**Given instruction**: Copy out word for word everything in the records below from the line containing "Would you mind identifying the lush" down to the line containing "[0,130,506,141]", including both of those lines.

**Entries supplied**:

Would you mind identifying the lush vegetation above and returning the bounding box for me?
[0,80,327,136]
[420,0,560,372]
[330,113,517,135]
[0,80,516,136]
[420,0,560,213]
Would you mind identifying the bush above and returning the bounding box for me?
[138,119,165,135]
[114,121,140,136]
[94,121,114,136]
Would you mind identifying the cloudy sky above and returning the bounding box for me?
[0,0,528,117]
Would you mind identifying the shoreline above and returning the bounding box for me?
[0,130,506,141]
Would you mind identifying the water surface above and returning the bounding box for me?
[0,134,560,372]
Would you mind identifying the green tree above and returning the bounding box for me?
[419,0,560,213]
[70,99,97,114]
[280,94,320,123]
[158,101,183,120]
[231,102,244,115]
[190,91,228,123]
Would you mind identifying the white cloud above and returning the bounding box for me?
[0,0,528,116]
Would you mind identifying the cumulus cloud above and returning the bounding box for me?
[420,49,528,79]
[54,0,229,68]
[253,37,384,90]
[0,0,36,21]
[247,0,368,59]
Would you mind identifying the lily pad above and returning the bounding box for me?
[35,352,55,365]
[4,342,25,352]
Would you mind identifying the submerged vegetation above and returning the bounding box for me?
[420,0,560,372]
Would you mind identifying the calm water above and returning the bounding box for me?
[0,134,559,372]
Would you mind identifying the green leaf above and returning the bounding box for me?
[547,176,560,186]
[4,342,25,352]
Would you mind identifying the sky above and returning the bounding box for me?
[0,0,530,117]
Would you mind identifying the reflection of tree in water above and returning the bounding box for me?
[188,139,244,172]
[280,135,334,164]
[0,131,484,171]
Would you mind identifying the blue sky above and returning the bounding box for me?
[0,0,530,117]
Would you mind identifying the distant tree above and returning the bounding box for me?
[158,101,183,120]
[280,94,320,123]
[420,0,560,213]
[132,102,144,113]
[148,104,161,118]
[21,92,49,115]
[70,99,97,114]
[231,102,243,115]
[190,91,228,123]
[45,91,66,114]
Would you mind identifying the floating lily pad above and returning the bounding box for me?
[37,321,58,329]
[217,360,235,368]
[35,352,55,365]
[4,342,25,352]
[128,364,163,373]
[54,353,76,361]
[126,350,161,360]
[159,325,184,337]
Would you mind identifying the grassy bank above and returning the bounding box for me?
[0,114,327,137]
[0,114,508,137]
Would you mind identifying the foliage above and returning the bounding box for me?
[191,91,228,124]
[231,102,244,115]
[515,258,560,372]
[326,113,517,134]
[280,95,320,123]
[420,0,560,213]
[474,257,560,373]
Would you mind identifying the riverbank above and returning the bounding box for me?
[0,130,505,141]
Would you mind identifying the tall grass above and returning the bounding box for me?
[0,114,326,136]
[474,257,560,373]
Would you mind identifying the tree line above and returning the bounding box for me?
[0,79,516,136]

==

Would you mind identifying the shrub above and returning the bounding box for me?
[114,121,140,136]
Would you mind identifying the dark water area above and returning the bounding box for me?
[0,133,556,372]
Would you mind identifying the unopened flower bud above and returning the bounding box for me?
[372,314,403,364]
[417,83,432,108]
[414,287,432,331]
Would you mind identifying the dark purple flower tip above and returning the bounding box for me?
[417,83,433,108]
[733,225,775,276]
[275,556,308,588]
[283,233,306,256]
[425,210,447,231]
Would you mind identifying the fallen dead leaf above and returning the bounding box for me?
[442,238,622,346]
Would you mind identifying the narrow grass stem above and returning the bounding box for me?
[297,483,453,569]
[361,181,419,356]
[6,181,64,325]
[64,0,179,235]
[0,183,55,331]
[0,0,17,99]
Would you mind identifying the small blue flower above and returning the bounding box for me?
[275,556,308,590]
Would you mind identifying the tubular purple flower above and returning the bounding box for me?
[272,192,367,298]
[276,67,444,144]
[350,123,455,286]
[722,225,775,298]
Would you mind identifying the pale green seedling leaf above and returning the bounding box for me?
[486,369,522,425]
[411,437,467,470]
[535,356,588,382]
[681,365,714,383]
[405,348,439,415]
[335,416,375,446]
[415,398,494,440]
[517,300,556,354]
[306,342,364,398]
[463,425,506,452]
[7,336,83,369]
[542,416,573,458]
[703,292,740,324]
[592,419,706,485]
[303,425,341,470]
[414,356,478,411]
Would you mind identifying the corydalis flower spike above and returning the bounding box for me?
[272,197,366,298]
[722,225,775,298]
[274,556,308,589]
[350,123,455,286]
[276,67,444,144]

==

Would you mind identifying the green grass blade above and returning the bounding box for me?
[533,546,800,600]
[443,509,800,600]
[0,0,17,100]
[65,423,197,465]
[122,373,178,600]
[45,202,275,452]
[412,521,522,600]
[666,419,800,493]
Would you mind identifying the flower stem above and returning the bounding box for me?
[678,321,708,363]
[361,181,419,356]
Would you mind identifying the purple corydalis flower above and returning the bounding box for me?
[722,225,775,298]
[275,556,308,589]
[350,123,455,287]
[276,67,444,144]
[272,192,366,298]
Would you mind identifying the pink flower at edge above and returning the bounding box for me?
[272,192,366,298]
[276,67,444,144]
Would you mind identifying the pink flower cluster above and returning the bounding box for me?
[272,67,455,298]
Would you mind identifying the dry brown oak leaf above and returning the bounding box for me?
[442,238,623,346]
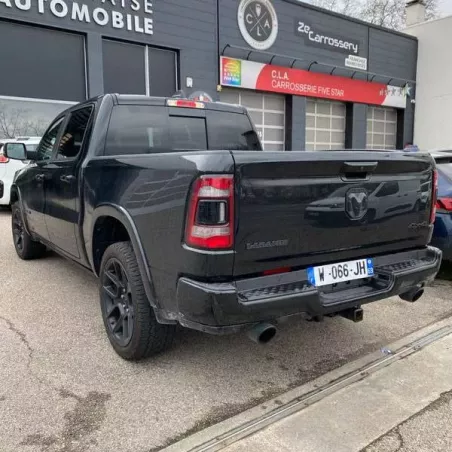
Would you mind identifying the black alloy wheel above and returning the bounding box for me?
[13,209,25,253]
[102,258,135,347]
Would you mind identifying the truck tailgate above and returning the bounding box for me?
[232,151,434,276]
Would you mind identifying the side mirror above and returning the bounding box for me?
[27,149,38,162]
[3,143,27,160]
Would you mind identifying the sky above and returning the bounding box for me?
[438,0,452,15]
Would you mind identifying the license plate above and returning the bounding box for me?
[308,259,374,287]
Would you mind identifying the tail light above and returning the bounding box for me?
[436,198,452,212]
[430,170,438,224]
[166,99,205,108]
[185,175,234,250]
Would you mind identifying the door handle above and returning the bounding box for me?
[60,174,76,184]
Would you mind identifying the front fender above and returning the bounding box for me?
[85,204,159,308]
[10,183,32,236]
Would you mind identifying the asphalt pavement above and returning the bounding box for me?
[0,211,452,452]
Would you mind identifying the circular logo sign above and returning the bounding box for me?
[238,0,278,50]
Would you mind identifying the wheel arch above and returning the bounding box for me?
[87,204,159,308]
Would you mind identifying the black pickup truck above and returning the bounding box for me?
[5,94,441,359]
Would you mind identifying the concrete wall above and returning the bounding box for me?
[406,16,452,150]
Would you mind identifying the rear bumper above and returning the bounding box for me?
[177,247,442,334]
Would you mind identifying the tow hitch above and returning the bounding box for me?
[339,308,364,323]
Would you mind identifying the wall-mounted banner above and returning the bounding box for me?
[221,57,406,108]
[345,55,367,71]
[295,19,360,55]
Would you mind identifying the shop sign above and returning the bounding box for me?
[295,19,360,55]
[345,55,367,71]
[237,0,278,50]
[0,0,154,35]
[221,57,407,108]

**Response to this exercise**:
Would you mind identifying the lush vegetation above and returning the bounding box for me?
[0,80,327,136]
[420,0,560,372]
[330,113,517,135]
[0,80,516,136]
[420,0,560,213]
Would you mind identifying the bush above and returning the bounding box for me?
[138,119,165,135]
[114,121,140,136]
[94,121,114,136]
Would you mind identifying the cloudy sky above and returning the bounding box for me?
[0,0,528,117]
Would you mind identifying the shoreline above and returning the bounding box for me?
[0,130,506,141]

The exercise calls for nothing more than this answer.